=== Given instruction 1 ===
Copy out everything in the rows from the line containing "The component shall return one point per instance of the white" down to the end of the rows, reproducing those lines without any changes.
━━━━━ Text segment ━━━━━
Re: svn commit: r1850745 - /httpd/httpd/trunk/modules/filters/config.m4

Posted by William A Rowe Jr <wr...@rowe-clan.net>.
In case my opinion wasn't clear, I'm +1 to any of the proposed choices,
but I'm also partial to choice 2 or 1, at least add -Wno-error=comment
in maintainer mode, or simply switch to -std=c99 presuming that more
and more of the system headers follow c99 syntax over time.
And revert the tweak of modules/filters/config.m4.

On Wed, Jan 16, 2019 at 3:39 AM Plüm, Rüdiger, Vodafone Group <
ruediger.pluem@vodafone.com> wrote:

>
> C2 General
>
> > -----Ursprüngliche Nachricht-----
> > Von: Stefan Eissing <st...@greenbytes.de>
> > Gesendet: Mittwoch, 16. Januar 2019 10:00
> > An: dev@httpd.apache.org
> > Betreff: Re: svn commit: r1850745 -
> > /httpd/httpd/trunk/modules/filters/config.m4
> >
> >
> >
> > > Am 16.01.2019 um 03:33 schrieb William A Rowe Jr <wrowe@rowe-
> > clan.net>:
> > >
> > > On Tue, Jan 15, 2019 at 8:37 AM Jim Jagielski <ji...@jagunet.com> wrote:
> > >
> > > > On Jan 15, 2019, at 9:21 AM, Eric Covener <co...@gmail.com> wrote:
> > > >
> > > > On Tue, Jan 15, 2019 at 9:14 AM Jim Jagielski <ji...@jagunet.com>
> > wrote:
> > > >>
> > > >> On Jan 9, 2019, at 7:41 PM, William A Rowe Jr <wr...@rowe-clan.net>
> > wrote:
> > > >>
> > > >> Hi Jim,
> > > >>
> > > >> Does CFLAGS -std=c99 solve your issue? It seems to work here. I'm
> > building on the Fedora 29, largely frozen end-of-july. Reverting the
> > patch below and toggling -std=c89 to -std=c99 in configure.in building
> > all but two modules from trunk is building clean, and results in this
> > command for error checking;
> > > >> /usr/lib64/apr-1/build/libtool --silent --mode=compile gcc  -
> > pthread -std=c99 -Werror -Wall -Wstrict-prototypes -Wmissing-prototypes
> > -Wmissing-declarations -Wdeclaration-after-statement -Wpointer-arith -
> > Wformat -Wformat-security -Wunused     -DLINUX -D_REENTRANT -
> > D_GNU_SOURCE -DAP_DEBUG
> > > >>
> > > >> Is it reasonable to enforce c99 limitations at this late date? I'm
> > not suggesting we change the general builds from c89 in the 2.4 branch,
> > but that is something we might want to consider for trunk, 20 years out.
> > > >>
> > > >>
> > > >> Personally, I'd be fine allowing c99 in both 2.4 and trunk,
> > considering that we are in 2019 already :)
━━━━━ Supplied records ━━━━━
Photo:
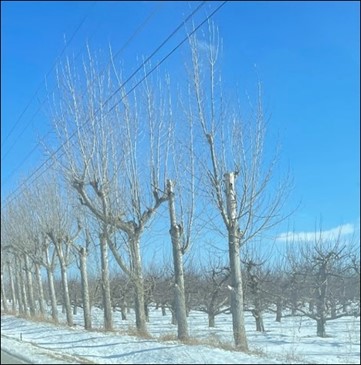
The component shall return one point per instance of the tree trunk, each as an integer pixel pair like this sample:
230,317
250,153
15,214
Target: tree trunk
123,310
107,305
12,288
279,306
18,292
30,287
40,289
3,294
164,313
179,292
66,296
211,319
85,289
321,331
140,317
54,308
239,331
23,288
259,320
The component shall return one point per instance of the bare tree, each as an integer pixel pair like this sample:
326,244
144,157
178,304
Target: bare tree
238,177
104,137
318,265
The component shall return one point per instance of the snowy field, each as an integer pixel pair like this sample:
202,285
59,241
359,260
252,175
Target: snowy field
293,340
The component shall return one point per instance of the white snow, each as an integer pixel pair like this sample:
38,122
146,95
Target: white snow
293,340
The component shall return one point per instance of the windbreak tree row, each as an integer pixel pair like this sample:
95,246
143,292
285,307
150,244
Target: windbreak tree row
172,156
━━━━━
=== Given instruction 2 ===
In the mailing-list post, which Fedora release was the builder using when testing the -std=c99 flag?

=== Task solution 1 ===
The component shall return one point per instance of the white snow, each as an integer pixel pair like this sample:
38,122
146,95
Target: white snow
293,340
The component shall return one point per instance of the windbreak tree row, each as an integer pixel pair like this sample:
95,246
143,292
285,307
150,244
Target: windbreak tree row
172,156

=== Task solution 2 ===
Fedora 29